### DOCUMENT SECTION
A report recently released by the association found that "enhanced information availability leads to potential changes in the customer's ability to find information about goods and services, the time required for marketers to notice and react to market changes, and the relationship between corporate size and marketing clout." In this dynamic, a company's new media application is akin to a "magnet," where the objective is to attract customers, said the report, "Marketing in the Interactive Age."

Further, new media direct-selling applications require robust back-end capabilities such as fulfillment, customer service, database marketing, response analysis, and customer segmentation, the report said. The instant gratification afforded by new media will stress the timely delivery of products (both informational and physical).

According to the report, "this technology can allow manufacturers to directly bypass intermediaries in the supply chain - such as wholesalers, retailers, and, most importantly, direct marketers. The management of new media's disintermediation effects is one of the most challenging issues that companies will face," the report said.

Montgomery's approach is to focus on departmental and division data marts, where managers can show return on investment quickly. He currently has three beta sites, all catalogers, for whom he is doing initial modeling. In fact, the company is generating 50 percent of its revenues from such business services. He strongly believes that, given the way the market is moving, many data mining firms will need to become vertical if they are to be successful.

Just last month, AbTech debuted its ModelQuest MarketMiner at the Direct Marketing Association's Annual Conference in Chicago. The product is a high-end data mining tool for direct marketers scheduled for release early in 1998. Its purpose is to help direct marketing professionals increase customer acquisition, retention and value by creating data models that highlight the most likely and most profitable buyers of new products and services.

"Data mining companies will need to form partnerships and team up with firms that can provide the expertise and information they lack. On the other hand, an interesting example of what is happening is the company, Capitol One," said Montgomery.

A Falls Church, Va., holding company, Capital One Financial Corp. owns Capital One Bank, one of the major issuers of MasterCard and Visa credit cards in the country. Yet the description on its Web page profiling the company sounds very much like a firm exploiting the potential of data warehousing and data mining for direct marketing, among other activities.

Thus, "Capital One has grown dramatically due to the success of its proprietary information-based strategy, which combines advances in information technology and sophisticated analytical techniques to identify, manage and take advantage of business opportunities."

Montgomery's point is that here is a company ostensibly in the credit card business that sees itself as an information technology company, using data mining techniques for marketing. He feels this may be a more familiar scenario in the future.

A perspective from deep inside the academic, business and developer community, comes from George H. John, who carries the typically California business title of data mining guru at Epiphany Marketing Software of Mountain View, Calif.

A former IBM consultant, John received his doctorate from Stanford University earlier this year with a thesis on data mining titled, "Enhancements to the Data Mining Process." In it, he described the data mining process and presented advances and novel methods for the six data mining steps: extracting data from a database or data warehouse, cleaning the data, data engineering, algorithm engineering, data mining and analyzing the results.

He agrees with Piatetsky-Shapiro about the trend toward embedding the data mining tools in complete business solutions.

"Successful technology becomes invisible. I heard [Oracle CEO] Larry Ellison give a talk the other day and that was one of his points. He raised the question, What if buying a car were like buying an information system? You walk in and say you want a four-door car. The guy behind the counter yells back, 'Charley, get the lady four doors!' then says, 'No problem - what else do you want?' The point is that people need a complete solution and vendors aren't doing a great job of giving it to them right now," John said.

### INFORMATION SHOWN

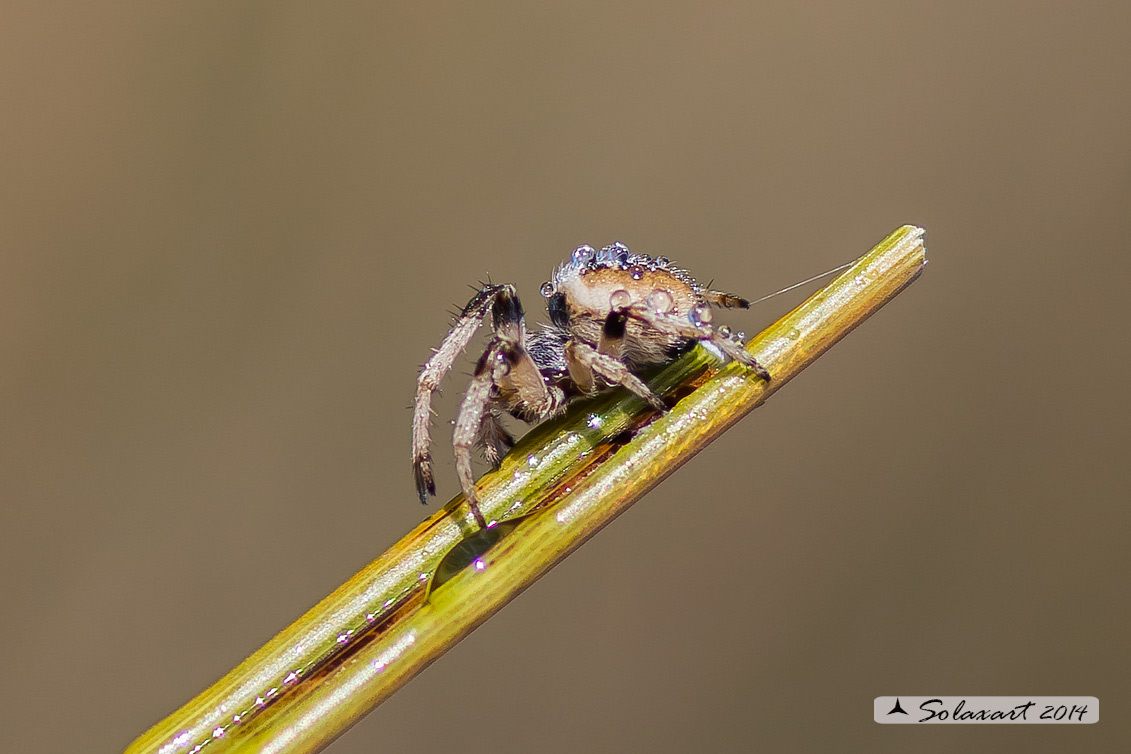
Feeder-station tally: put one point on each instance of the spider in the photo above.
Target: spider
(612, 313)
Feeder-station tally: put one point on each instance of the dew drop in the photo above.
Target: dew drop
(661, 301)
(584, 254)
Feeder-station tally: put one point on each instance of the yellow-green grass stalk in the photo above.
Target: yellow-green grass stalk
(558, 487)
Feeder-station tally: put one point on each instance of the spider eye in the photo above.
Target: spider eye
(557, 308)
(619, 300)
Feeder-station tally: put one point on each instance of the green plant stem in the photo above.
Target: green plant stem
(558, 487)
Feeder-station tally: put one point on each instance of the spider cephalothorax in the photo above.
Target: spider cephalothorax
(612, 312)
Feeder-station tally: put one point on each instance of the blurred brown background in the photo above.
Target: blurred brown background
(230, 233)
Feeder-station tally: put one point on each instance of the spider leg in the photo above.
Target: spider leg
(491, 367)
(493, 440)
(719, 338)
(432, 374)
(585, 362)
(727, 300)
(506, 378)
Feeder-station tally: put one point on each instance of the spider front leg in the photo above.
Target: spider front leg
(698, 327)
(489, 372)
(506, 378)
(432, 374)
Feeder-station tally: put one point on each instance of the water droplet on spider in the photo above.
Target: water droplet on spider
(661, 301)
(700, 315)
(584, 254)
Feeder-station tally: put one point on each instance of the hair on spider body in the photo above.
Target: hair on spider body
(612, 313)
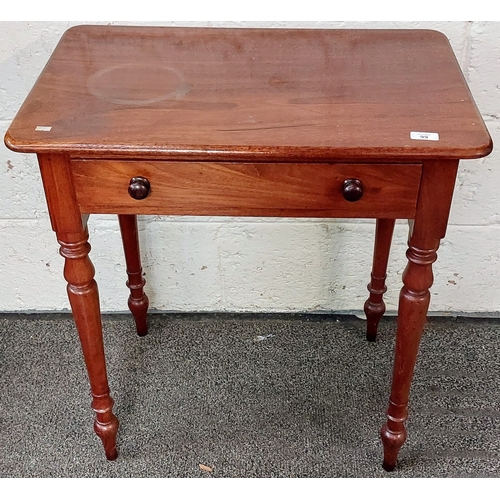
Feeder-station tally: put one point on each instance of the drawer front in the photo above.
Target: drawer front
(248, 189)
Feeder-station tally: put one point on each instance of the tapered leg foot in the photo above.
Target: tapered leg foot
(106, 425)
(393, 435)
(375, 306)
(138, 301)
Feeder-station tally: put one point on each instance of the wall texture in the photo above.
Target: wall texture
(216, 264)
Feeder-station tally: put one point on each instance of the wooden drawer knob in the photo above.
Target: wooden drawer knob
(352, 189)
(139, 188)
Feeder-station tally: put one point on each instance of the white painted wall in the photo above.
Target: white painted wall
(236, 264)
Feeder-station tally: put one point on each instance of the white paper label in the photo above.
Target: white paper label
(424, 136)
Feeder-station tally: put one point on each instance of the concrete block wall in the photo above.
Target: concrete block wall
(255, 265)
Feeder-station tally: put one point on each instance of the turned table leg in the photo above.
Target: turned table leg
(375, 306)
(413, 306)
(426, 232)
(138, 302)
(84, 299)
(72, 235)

### ACTIONS TO TAKE
1. Answer these questions about the data mining article, giving each answer on its own line with the matching letter.
(a) What product did AbTech debut at the Direct Marketing Association's Annual Conference in Chicago?
(b) Where is Capital One Financial Corp. based?
(c) From which university did George H. John receive his doctorate?
2. Continue the data mining article after its final paragraph, the one quoting John on complete solutions.
The items were taken from a separate source.

### PER-TASK ANSWERS
1.
(a) ModelQuest MarketMiner
(b) Falls Church, Va.
(c) Stanford University

2.
"We're now in the generation of "in your face" data mining products. You run the program and your screen is filled with menus and buttons that are all telling you, 'OK, we're going to do some data mining. Now precisely what do you want to do?' The next generation will be 'behind the scenes' data mining. There'll be some great technology working for you, but you won't even know it's there."

For him, data warehousing and data mining are simply about corporations remembering and learning from their collective experience. The problem, as everyone knows, is that there is just too much data, too many experiences generated each day for the people in the company to comprehend. For example, the marketing manager conducting a direct mail campaign is overwhelmed with data on the customers contacted and the patterns in who is responding.

While many have recognized that revenues in data mining are not making Wall Street jump and shout, John feels it is more the result of packaging and timing rather than a real problem with data mining technology or philosophy.

"There are two problems with the packaging of data mining tools today. First, vendors are building tools for propeller heads, not business users. Second, they're only building a single slice of a solution, relying on the customers to put it all together themselves or hire expensive consultants to do it for them," he said.

While the time for data mining seemed ripe when we saw the explosion in database sizes in many corporations, he said, the reality is that it's very hard to mine operational data. "You usually need to start with a data warehouse or data mart and many companies are just starting to build these," said John.

His firm, Epiphany Marketing Software, is building enterprise automation software for marketing. By focusing on marketing, he said, the firm can deliver a very useful package of tools, not just raw, untailored technology. Clarity, its first product, includes a marketing data mart and a Web-based query tool for access to the data. After access comes analysis and action, the themes of the next products that John is working on.

One beta customer used Clarity to discover that a trade show their marketing department was pushing as a "must-attend" was indeed generating a lot of leads, but no sales.


Epiphany Marketing Software photo

George H. John of Epiphany Marketing Software

If a marketer wants to see the sales of all products over the past four quarters broken down by distributor, he wants to get the answer when he thinks of the question, not several minutes later, John said.

"It's not as if you can put up an explanation about how hard it is to do four outer joins and have them read that while the query is running. So we precompute answers overnight after the data is loaded. Then the answers are all just waiting for the questions to be asked. This sets us up well for adding data mining, to automatically ask tons of questions and see which ones have interesting answers," said John.

To his way of thinking, access to marketing data about how products are selling and how campaigns are going is either nonexistent, available only by word of mouth or contained in reports that come a month after you need them. It's the reason why marketers love the World Wide Web.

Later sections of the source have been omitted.